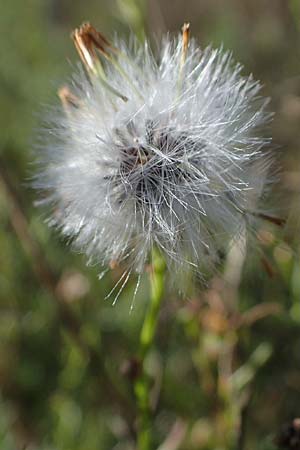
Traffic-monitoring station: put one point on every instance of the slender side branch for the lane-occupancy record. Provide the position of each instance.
(142, 384)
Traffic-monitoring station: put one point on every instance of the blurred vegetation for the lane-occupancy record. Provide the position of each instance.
(226, 368)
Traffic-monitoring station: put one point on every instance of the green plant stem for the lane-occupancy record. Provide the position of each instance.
(142, 384)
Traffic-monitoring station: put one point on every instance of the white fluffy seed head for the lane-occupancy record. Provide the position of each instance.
(161, 150)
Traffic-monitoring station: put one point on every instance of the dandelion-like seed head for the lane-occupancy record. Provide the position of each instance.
(157, 150)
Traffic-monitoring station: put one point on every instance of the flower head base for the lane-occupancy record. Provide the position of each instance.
(151, 151)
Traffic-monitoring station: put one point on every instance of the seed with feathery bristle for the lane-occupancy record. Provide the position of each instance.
(161, 150)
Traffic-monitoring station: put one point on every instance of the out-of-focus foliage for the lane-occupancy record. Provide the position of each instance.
(226, 369)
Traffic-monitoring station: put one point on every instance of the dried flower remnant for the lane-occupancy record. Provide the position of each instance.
(161, 151)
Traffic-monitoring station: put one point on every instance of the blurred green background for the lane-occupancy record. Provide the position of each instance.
(226, 367)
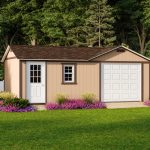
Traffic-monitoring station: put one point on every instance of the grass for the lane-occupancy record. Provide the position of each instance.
(116, 129)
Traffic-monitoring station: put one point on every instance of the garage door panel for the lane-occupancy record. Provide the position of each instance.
(115, 76)
(122, 82)
(115, 96)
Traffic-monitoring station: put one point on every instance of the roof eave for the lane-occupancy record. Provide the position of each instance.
(117, 48)
(5, 54)
(55, 60)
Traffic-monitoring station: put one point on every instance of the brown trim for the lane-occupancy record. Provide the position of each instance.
(20, 78)
(115, 49)
(12, 58)
(146, 62)
(73, 61)
(100, 93)
(25, 79)
(4, 75)
(142, 82)
(75, 73)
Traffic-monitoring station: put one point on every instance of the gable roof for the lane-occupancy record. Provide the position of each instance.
(25, 52)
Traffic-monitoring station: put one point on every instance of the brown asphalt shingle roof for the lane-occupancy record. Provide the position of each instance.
(47, 52)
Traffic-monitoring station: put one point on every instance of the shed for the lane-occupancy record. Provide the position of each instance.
(39, 73)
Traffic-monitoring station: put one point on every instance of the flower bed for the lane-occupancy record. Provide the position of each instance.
(8, 103)
(75, 104)
(15, 109)
(147, 103)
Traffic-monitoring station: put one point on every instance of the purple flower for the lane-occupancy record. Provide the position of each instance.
(51, 106)
(75, 104)
(147, 103)
(96, 105)
(8, 108)
(15, 109)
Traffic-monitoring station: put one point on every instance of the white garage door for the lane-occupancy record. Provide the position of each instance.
(120, 82)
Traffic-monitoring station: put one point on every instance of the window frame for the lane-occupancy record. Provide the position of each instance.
(73, 73)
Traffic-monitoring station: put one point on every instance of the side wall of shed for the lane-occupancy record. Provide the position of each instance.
(11, 74)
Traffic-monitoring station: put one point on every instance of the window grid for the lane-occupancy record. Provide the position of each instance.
(35, 73)
(68, 73)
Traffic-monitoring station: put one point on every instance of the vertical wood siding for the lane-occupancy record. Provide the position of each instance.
(87, 81)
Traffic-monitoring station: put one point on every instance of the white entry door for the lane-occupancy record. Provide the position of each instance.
(120, 82)
(36, 82)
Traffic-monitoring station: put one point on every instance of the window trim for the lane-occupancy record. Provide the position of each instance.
(74, 81)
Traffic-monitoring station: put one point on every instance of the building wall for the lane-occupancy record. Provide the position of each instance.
(87, 81)
(23, 79)
(120, 56)
(146, 82)
(11, 74)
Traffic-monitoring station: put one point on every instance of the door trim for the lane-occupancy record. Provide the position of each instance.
(142, 79)
(27, 80)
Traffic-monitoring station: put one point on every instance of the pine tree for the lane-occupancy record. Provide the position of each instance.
(99, 24)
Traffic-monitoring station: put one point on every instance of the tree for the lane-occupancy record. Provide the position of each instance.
(99, 24)
(132, 28)
(63, 20)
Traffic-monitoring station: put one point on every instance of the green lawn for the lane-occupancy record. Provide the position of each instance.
(76, 129)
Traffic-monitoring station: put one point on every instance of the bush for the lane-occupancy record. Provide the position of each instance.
(147, 103)
(6, 95)
(75, 104)
(16, 102)
(61, 98)
(50, 106)
(15, 109)
(89, 97)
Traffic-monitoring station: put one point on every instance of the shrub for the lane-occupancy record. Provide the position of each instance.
(6, 95)
(8, 108)
(61, 98)
(15, 109)
(147, 103)
(1, 102)
(88, 97)
(74, 104)
(96, 105)
(50, 106)
(16, 102)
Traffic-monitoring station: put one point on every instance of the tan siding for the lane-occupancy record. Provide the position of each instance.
(87, 81)
(146, 82)
(23, 66)
(12, 74)
(120, 56)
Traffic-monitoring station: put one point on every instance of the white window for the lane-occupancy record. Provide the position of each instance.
(69, 73)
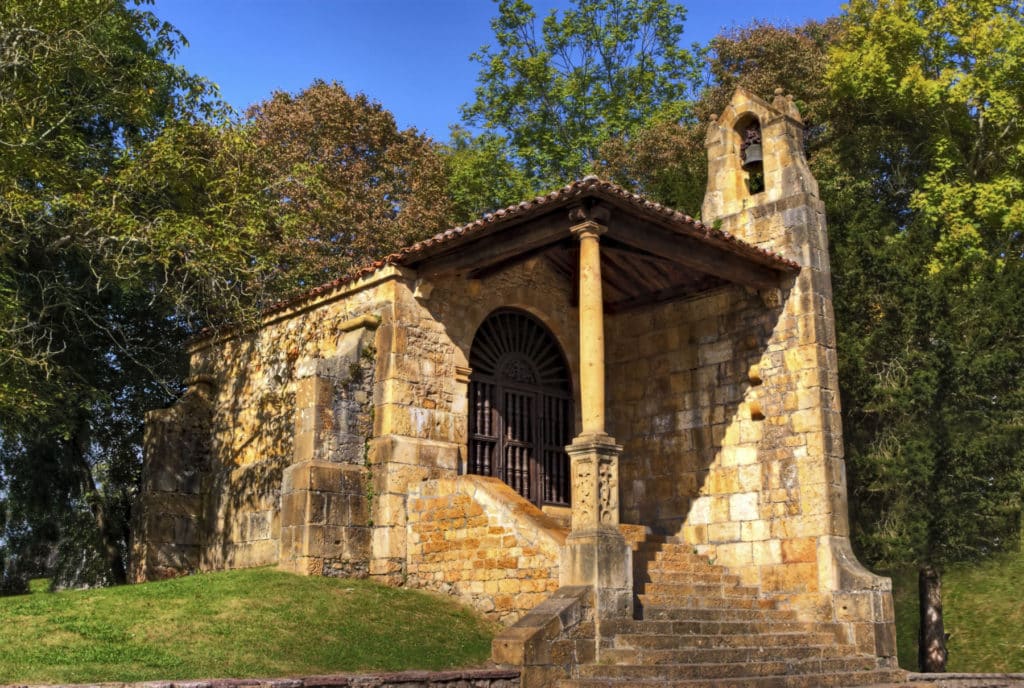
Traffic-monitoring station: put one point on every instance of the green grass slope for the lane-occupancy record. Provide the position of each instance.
(983, 612)
(237, 624)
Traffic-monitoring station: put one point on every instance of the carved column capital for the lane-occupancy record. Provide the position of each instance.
(592, 215)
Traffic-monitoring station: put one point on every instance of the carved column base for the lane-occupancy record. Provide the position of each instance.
(595, 554)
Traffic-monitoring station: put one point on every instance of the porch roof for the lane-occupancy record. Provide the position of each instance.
(650, 252)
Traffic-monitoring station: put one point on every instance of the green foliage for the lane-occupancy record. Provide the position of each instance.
(558, 93)
(87, 331)
(481, 175)
(929, 281)
(914, 142)
(238, 624)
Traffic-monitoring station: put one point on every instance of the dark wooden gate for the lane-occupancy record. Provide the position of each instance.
(520, 407)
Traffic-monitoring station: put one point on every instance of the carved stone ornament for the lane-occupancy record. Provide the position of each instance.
(584, 500)
(519, 371)
(608, 486)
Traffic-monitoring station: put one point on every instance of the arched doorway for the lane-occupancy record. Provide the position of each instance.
(520, 407)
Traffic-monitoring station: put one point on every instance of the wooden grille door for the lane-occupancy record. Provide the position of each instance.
(520, 411)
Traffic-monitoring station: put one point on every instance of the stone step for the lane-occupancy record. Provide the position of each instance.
(696, 588)
(729, 670)
(715, 626)
(845, 680)
(719, 655)
(734, 608)
(743, 640)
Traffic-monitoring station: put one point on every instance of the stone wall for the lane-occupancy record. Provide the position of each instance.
(476, 539)
(678, 378)
(806, 557)
(424, 341)
(317, 424)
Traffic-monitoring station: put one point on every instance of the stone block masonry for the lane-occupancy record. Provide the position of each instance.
(473, 536)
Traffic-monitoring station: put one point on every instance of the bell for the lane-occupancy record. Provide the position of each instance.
(752, 158)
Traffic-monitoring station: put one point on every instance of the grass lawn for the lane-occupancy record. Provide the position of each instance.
(237, 624)
(983, 612)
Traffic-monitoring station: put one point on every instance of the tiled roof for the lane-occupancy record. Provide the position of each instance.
(588, 186)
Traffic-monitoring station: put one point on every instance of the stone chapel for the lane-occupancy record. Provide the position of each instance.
(580, 415)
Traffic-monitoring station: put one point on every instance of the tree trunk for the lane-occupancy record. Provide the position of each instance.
(97, 505)
(932, 638)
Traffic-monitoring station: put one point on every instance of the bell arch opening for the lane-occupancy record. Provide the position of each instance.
(520, 407)
(751, 153)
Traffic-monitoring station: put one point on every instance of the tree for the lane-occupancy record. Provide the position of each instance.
(666, 158)
(602, 70)
(133, 213)
(86, 331)
(936, 433)
(914, 139)
(480, 175)
(349, 186)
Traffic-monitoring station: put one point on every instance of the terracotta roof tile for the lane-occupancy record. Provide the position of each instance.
(590, 185)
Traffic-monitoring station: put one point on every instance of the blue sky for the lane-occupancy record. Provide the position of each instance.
(411, 55)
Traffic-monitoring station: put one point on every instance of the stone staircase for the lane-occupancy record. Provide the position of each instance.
(696, 626)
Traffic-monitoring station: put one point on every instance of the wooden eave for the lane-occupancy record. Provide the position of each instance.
(649, 253)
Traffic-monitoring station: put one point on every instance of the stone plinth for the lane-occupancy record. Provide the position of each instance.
(595, 553)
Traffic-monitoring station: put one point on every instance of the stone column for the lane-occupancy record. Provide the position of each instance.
(595, 553)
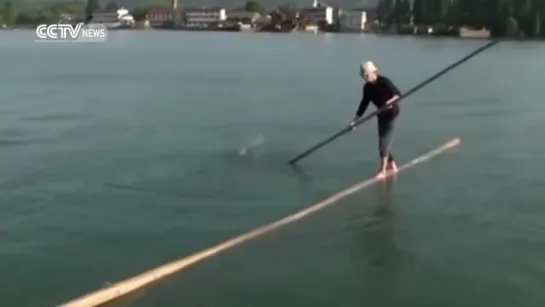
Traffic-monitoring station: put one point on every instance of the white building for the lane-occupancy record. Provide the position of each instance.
(204, 16)
(118, 19)
(324, 15)
(352, 21)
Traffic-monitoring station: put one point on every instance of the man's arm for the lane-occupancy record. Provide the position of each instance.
(394, 90)
(365, 100)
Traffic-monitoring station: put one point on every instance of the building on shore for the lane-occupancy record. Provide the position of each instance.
(245, 19)
(114, 20)
(466, 32)
(353, 21)
(204, 18)
(163, 18)
(324, 16)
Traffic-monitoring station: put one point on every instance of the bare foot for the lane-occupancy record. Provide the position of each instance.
(381, 174)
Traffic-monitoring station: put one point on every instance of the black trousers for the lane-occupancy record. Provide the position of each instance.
(386, 126)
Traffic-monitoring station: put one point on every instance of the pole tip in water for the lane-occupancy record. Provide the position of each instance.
(454, 142)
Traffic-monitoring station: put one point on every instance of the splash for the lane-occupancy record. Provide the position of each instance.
(252, 147)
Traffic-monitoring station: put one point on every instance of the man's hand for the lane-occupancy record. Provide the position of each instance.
(390, 103)
(352, 124)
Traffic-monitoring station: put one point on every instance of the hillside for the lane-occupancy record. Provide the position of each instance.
(224, 3)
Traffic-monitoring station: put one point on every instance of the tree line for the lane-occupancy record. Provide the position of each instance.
(504, 18)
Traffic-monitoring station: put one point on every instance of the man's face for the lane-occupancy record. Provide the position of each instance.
(368, 77)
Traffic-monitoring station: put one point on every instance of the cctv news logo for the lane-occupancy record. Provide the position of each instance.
(66, 33)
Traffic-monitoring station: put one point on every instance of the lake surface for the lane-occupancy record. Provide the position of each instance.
(118, 157)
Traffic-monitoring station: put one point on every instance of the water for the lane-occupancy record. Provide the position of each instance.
(122, 156)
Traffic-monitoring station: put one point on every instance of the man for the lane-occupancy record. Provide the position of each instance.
(382, 92)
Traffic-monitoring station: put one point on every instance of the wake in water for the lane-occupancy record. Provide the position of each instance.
(252, 147)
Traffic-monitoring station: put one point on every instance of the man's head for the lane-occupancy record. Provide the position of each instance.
(368, 71)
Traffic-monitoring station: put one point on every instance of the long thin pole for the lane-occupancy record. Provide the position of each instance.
(411, 91)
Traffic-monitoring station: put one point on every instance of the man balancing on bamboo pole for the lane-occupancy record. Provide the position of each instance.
(382, 92)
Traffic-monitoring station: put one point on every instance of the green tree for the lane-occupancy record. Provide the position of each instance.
(254, 6)
(92, 6)
(402, 12)
(537, 24)
(419, 11)
(385, 11)
(511, 27)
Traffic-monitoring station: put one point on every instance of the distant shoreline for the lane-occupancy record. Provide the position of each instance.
(371, 33)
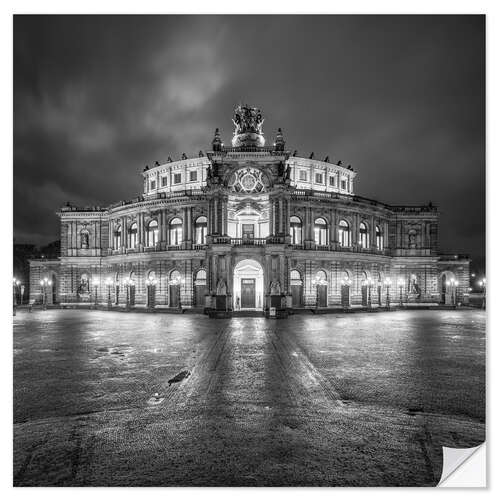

__Stated exercise__:
Reproduce the rows verbatim, starting at the line that contains "the man's head" and ending with the last row, both included. Leave the pictures out of the copy.

__Task solution__:
Traffic-monitoring station: put one point on every instance of the man's head for the lane-occupancy record. Provide the position of each instance.
(368, 71)
Traffic-monitoring station: put one point on every instance of the long thin pole for the lane-occupancy record. Provide the position of each instance.
(411, 91)
Traffic-monitoring station: put one point on every instance of the man balancing on bamboo pole for the lane-occupancy record. Provide the position of each instance.
(382, 92)
Traffic-monitoring station: put one point on every instance of the green tree for the lane-occupancy record. Provide the position of each instance.
(254, 6)
(92, 6)
(402, 12)
(537, 24)
(419, 11)
(385, 11)
(511, 27)
Traffic-monitoring station: put one point on every instance of the distant shoreline for the lane-occupancy record. Provide the position of each instance.
(371, 33)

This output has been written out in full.